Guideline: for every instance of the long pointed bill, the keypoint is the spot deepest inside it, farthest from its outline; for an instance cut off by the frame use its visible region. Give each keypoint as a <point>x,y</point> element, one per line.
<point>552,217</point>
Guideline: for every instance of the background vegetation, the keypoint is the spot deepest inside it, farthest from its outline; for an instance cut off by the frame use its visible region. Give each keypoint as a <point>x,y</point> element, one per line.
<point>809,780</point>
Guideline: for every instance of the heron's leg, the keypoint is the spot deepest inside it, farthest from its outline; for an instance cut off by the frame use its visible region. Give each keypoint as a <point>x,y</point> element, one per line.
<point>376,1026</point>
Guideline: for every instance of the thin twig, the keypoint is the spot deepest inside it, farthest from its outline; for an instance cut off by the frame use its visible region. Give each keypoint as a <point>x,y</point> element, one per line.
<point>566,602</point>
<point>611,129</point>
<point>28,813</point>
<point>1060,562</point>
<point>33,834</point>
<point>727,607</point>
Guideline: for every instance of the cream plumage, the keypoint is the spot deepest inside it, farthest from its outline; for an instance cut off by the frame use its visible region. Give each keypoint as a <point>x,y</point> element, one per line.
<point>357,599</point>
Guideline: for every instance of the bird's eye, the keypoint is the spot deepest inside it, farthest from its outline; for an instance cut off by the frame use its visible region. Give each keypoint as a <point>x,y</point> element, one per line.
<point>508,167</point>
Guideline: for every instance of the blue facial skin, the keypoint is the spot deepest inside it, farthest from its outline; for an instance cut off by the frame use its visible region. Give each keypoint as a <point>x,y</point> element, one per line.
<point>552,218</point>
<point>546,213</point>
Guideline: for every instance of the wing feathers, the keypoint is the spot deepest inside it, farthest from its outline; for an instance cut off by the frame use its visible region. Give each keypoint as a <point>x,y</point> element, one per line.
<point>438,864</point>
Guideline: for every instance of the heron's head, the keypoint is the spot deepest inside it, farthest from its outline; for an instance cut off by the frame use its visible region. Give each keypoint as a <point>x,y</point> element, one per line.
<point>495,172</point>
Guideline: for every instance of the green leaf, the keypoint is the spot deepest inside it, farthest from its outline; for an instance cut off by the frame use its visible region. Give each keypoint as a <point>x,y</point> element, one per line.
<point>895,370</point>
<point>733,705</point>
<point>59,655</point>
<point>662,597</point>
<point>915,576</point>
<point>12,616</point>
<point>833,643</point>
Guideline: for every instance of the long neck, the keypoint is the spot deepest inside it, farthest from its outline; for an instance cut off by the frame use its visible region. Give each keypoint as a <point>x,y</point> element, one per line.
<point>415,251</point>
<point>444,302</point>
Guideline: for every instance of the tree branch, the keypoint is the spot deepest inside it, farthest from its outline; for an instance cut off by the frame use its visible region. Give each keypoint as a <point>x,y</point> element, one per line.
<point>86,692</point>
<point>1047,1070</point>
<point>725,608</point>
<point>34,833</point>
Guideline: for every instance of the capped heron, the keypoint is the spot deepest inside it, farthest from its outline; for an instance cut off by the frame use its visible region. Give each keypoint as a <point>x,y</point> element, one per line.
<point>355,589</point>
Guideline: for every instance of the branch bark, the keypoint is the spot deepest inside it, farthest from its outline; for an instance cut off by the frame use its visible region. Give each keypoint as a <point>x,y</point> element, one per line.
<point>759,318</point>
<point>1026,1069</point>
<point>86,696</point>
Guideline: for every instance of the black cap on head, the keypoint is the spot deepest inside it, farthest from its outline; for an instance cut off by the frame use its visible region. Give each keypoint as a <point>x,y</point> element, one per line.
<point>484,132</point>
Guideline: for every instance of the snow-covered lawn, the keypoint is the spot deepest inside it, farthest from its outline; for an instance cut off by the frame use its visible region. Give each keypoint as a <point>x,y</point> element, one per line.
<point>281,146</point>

### Exercise details
Print every row above again, unchanged and in the same order.

### Task solution
Guideline: for every instance of the long pointed bill, the keypoint is the spot deepest inside it, farthest from its outline; for an instance cut off by the frame use its visible region. Give each keypoint as a <point>x,y</point> element, one per line.
<point>552,217</point>
Guideline: for every instance of the background vegetation, the keypoint is the spot deepest inside it, farthest from its outline; for an instance cut off by the frame use its visible region. Give each keypoint as a <point>x,y</point> element, one per line.
<point>809,780</point>
Guideline: for every instance of the heron's leg, the keypoint is the spot deepest inside it, farthest from its outline; for an instance cut off by the frame use its visible region. Give each keypoint as a <point>x,y</point> element, one per line.
<point>376,1026</point>
Guideline: for every instance of the thin twig, the keypoint is the spot deepest inside it, farthest from its outline; for an instance cut off by the frame use its visible region. Give each keypoint as a <point>x,y</point> element, one per line.
<point>566,602</point>
<point>611,129</point>
<point>28,813</point>
<point>1060,562</point>
<point>33,834</point>
<point>727,607</point>
Guideline: for every instance of the cream plumage, the keypoint is the spot deepest inside it, farthest from its outline; for an instance cut off by the frame use its visible region. Give each keypoint as a <point>x,y</point> element, one per line.
<point>357,599</point>
Guideline: for every instance of the bird's eye, the keypoint is the spot deepest inside it, farthest from its outline; for an instance cut off by the frame use its visible region. Give each keypoint as a <point>x,y</point> element, one per line.
<point>508,167</point>
Guideline: for every instance of the blue facial skin, the keypoint is the spot deepest inside it, farthest from its outline; for an instance cut off by the frame use its visible region. Give each keypoint as a <point>x,y</point> element, one per line.
<point>552,218</point>
<point>546,213</point>
Guideline: for every instance of the wing feathers, the keypoint is the spot deepest inside it, farthest from its outline; for an instance cut off by the frame use its visible region. Give each keypoint as a <point>x,y</point> element, one per line.
<point>438,864</point>
Guideline: for every instance of the heron's head, the keypoint is the spot deepest inside it, farthest from its outline; for an instance cut off by the frame use its visible region. Give each keypoint as a <point>x,y</point> element, one per line.
<point>495,172</point>
Guideline: for every instance of the green leaf, the keypoint is the spot deepest inside it, farthest from its outline; for an instance cut off by the frame use its visible region. Give each keypoint as a <point>x,y</point> element, one per line.
<point>895,370</point>
<point>733,705</point>
<point>59,655</point>
<point>662,597</point>
<point>915,576</point>
<point>12,616</point>
<point>833,643</point>
Guideline: for every instance of the long neck, the keypoint is the spot deepest inside it, farthest from its outline; for an instance cut off by the frame use its visible region. Give each keypoint as a <point>x,y</point> element, one per line.
<point>415,251</point>
<point>444,302</point>
Guideline: for every instance of the tree branch, the keypoint is the spot deepest inside it, farthest from its outline; for an instance cut off by the frame use its visible region. Give each keypoint as a <point>x,y</point> element, one per line.
<point>86,692</point>
<point>1047,1070</point>
<point>725,608</point>
<point>34,833</point>
Guideline: for every instance of the capped heron, the keypoint is the spot deepest inside it, farthest from its outline; for an instance cut off by the frame use its visible region. Give each keypoint as a <point>x,y</point> element, one per line.
<point>355,589</point>
Guideline: for every instance of the branch bark, the keypoint is the spot deepest inside it, farthest from its outline; for an instance cut off by the frame use its visible region. Give each keypoint as a <point>x,y</point> element, one per line.
<point>759,318</point>
<point>1026,1069</point>
<point>86,696</point>
Guideline: for every instance of the black cap on head, the keypoint is the spot deepest inside it, farthest from its outline; for an instance cut off by the frame use its visible region. Give each keypoint as a <point>x,y</point> element, one per line.
<point>484,132</point>
Guideline: for every instance of the snow-covered lawn, the keypoint is the spot deepest inside it, farthest from its outline; for an instance cut off by the frame use its visible region. Give each keypoint as a <point>x,y</point> element, one per line.
<point>281,146</point>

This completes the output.